◆ PROMPT:
Reproduce every one of the items below word for word, but omit the pictures.

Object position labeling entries
┌──

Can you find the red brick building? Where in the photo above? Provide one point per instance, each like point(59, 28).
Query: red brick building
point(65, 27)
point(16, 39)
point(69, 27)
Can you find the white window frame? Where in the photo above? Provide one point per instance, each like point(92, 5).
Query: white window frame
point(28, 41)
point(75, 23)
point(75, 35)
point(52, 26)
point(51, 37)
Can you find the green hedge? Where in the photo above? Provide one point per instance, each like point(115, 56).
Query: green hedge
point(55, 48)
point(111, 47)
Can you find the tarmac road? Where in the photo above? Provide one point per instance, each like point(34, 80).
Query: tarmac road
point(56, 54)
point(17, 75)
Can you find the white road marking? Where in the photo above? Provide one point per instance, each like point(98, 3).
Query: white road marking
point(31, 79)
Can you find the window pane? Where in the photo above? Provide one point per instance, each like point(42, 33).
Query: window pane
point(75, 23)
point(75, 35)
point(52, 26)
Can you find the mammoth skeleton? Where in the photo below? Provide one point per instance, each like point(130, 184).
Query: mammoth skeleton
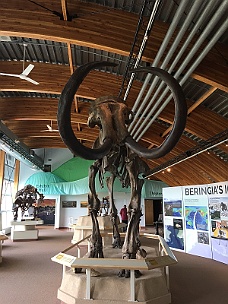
point(26, 198)
point(116, 151)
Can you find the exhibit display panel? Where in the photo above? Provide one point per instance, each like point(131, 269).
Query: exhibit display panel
point(25, 230)
point(196, 219)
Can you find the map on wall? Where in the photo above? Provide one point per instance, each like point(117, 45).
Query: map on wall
point(174, 236)
point(173, 208)
point(196, 217)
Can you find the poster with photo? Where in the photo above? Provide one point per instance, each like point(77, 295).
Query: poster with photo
point(196, 214)
point(174, 235)
point(218, 213)
point(172, 202)
point(196, 219)
point(173, 217)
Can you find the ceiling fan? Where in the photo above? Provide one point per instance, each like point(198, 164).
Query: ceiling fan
point(25, 72)
point(50, 128)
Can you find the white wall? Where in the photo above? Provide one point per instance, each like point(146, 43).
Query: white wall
point(54, 157)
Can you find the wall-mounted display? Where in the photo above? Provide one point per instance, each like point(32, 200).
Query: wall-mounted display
point(83, 204)
point(69, 204)
point(202, 222)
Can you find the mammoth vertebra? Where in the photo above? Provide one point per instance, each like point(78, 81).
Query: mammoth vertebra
point(116, 151)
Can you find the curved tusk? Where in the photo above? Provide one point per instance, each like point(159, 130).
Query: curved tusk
point(64, 114)
point(179, 118)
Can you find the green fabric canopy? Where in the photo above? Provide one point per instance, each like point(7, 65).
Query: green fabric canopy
point(49, 183)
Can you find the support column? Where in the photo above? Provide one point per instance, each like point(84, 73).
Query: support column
point(2, 165)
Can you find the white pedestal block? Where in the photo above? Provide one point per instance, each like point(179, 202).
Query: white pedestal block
point(25, 230)
point(83, 228)
point(108, 288)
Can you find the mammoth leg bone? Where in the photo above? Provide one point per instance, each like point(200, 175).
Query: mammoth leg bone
point(94, 207)
point(131, 246)
point(113, 214)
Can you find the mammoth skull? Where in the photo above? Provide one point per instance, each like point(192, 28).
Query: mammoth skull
point(112, 117)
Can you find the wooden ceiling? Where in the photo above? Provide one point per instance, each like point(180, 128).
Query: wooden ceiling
point(110, 30)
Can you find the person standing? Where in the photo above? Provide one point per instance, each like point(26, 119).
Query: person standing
point(124, 217)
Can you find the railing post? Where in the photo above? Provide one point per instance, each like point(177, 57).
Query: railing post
point(88, 283)
point(132, 285)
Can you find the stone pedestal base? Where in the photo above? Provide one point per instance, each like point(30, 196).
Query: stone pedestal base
point(83, 228)
point(150, 288)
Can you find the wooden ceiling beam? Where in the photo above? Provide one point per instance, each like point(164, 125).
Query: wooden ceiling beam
point(111, 31)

└──

◆ FINISHED EXERCISE:
Can you find the red brick building? Where in the photo above? Provide one point per instance, each like point(59, 28).
Query: red brick building
point(65, 27)
point(16, 39)
point(69, 27)
Can you find the white window frame? Where in the photo above? Provide one point per instance, each like point(92, 5).
Query: white window frame
point(28, 41)
point(75, 23)
point(75, 35)
point(52, 26)
point(51, 37)
Can you find the green hedge? Where in the photo above? Provide one point per instance, each like point(115, 56).
Query: green hedge
point(55, 48)
point(111, 47)
Can you find the tarmac road? Where in the photo above? Provide one point per instance, each like point(34, 80).
Query: tarmac road
point(56, 54)
point(17, 75)
Can you find the white road marking? Where in the photo above? Provide one point per instance, each like point(98, 3).
Query: white road marking
point(31, 79)
Can you find the window pane? Where in the photo above? Provide one point per instance, each like point(42, 33).
Query: window pane
point(75, 23)
point(75, 35)
point(52, 26)
Can you find the mammoth skeleton? Where in the photo below? Provide one point per instance, each like point(130, 184).
Query: mammoth skeleton
point(26, 198)
point(116, 151)
Can you find the exhibit display panel? Where in the photo above? Provide one point per instance, each like point(131, 269).
Query: exhibit display panel
point(25, 230)
point(196, 219)
Can you find the map on wall? Where in the photo above? Provide one point per instance, each like point(117, 45).
Query: map on wall
point(174, 236)
point(173, 208)
point(196, 217)
Can you find the poster with photo? Where in the photo above? Provide one point per instance, each like point(77, 295).
Query: poster with photo
point(196, 214)
point(174, 235)
point(218, 213)
point(172, 202)
point(196, 219)
point(173, 217)
Can you find the ceiling fan? Where in the photo above? Provide one point per instance, each like point(198, 164).
Query: ceiling fan
point(25, 72)
point(50, 128)
Can you find the white wall? Where in the photo above? Provide one point per instance, each like point(146, 43).
Query: white wall
point(54, 157)
Can you find the wall-mounted display? Where in the photo above? Provide one point per instance, each like point(32, 200).
Query: wall-mounted display
point(83, 204)
point(69, 204)
point(202, 222)
Can you find the mammoth vertebra? Where in the photo above? Provide one point per instance, each like point(78, 81).
Query: mammoth vertebra
point(116, 151)
Can you find the curved tusk? Where in the photo above? Provide one point per instance, each like point(159, 130).
Query: curved tusk
point(64, 114)
point(179, 118)
Can you find the green fabric canopy? Where in the photo above? Provide one point per instance, each like point(7, 65).
Query: green fabric canopy
point(49, 183)
Can you find the support column? Where in the photo above? Provide one point per instance, each like point(84, 73).
Query: support column
point(2, 165)
Can you find the white pedestal block? Where in the photo above? Provide one point per instance, each like point(179, 202).
Query: white pedestal block
point(25, 230)
point(83, 228)
point(108, 288)
Can you find the mammoth leg bone? Where in the photo above? Provide one point per instance, each like point(200, 175).
Query: mammoth leg bone
point(94, 207)
point(131, 246)
point(113, 214)
Can you find the mammoth skull? Where in the photo above? Provide one point per instance, each like point(192, 28).
Query: mammoth skull
point(112, 117)
Can you find the wooden ceiling? Where in the photo above? Provide one point per instance, each like point(180, 128).
Query: wooden ceiling
point(110, 30)
Can you find the person standing? Where in the photo above? Provide one point per instance, each like point(26, 119).
Query: person standing
point(124, 217)
Can you find the railing post? Where in the photo above? Provide one point per instance, each like point(177, 57).
Query: railing post
point(88, 283)
point(132, 285)
Can you find the stone pedestal base? Where in the photo above? Provide one point per instance, each like point(30, 196).
Query: stone pedestal base
point(83, 228)
point(150, 288)
Can you find the wooden ceiling beam? Where in the photo above? Provide one point per instance, each like point(164, 125).
Query: wooden ceiling beam
point(111, 31)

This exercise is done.